Records pointing to named objects:
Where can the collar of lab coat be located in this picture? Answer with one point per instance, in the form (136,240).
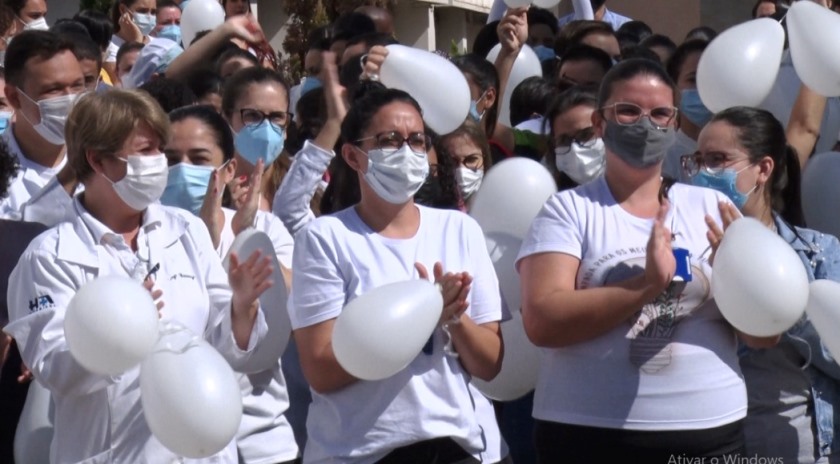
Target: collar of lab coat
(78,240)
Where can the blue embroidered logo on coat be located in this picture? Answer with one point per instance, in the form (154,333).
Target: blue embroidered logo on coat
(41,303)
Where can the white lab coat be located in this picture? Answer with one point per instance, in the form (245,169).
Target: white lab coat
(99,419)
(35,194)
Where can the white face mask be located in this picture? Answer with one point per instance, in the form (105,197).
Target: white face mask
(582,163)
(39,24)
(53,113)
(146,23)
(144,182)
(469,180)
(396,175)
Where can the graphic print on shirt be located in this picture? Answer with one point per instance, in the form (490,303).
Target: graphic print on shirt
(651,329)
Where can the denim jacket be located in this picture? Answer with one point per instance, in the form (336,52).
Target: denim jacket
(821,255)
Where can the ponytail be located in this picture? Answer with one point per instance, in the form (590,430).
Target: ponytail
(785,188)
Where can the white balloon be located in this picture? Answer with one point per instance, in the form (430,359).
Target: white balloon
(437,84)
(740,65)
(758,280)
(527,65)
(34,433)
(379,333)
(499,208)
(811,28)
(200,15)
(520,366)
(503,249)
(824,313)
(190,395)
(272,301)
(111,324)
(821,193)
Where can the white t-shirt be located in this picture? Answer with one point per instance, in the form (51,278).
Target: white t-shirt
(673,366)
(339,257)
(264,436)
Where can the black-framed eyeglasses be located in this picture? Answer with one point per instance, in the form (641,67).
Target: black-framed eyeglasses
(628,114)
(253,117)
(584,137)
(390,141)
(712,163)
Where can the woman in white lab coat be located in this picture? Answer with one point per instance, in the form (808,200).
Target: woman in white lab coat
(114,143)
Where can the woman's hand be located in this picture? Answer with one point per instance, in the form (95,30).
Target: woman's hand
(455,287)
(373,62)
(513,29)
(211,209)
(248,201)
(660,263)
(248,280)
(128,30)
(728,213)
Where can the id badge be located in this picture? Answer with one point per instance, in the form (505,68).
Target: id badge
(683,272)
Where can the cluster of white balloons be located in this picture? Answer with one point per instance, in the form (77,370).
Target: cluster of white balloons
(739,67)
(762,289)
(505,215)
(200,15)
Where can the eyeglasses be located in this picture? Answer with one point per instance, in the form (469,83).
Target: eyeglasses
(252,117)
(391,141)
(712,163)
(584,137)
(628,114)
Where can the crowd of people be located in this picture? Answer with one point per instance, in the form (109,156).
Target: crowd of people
* * *
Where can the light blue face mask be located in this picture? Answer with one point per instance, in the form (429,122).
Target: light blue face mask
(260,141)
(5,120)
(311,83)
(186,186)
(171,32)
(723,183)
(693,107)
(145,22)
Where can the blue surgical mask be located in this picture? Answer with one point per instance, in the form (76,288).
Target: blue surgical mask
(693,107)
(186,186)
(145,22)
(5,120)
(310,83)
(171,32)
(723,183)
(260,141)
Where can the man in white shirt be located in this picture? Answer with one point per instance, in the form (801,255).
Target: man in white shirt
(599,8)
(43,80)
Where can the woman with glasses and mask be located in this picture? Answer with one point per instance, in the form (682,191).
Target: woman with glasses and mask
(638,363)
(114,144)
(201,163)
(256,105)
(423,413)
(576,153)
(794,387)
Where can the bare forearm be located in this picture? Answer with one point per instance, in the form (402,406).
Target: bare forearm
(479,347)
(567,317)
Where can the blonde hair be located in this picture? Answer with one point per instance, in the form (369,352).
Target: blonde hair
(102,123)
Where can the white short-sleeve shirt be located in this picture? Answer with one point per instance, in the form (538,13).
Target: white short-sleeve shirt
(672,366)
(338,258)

● **DIRECTION**: Please return the lines starting at the one that contains "Where can the id" and ending at the one that contains "Target: crowd of people", with both included, without any change.

● **EXERCISE ANSWER**:
Where can the id badge be located in this picture? Answer with one point per instance, in the form (505,68).
Target: id badge
(683,272)
Where can the cluster of white balloons be located in this picture? Answer with one point per instance, in the form (77,370).
Target: cluster of white balloons
(739,67)
(762,289)
(505,215)
(200,15)
Where can the eyeglasses be located in this picture? Answer with one point per instance, in the form (469,83).
Target: eyeglasses
(252,117)
(391,141)
(712,163)
(584,137)
(628,114)
Where can the crowd of people be located in this picture? Answer with one point per instance, in the form (109,156).
Target: crowd of people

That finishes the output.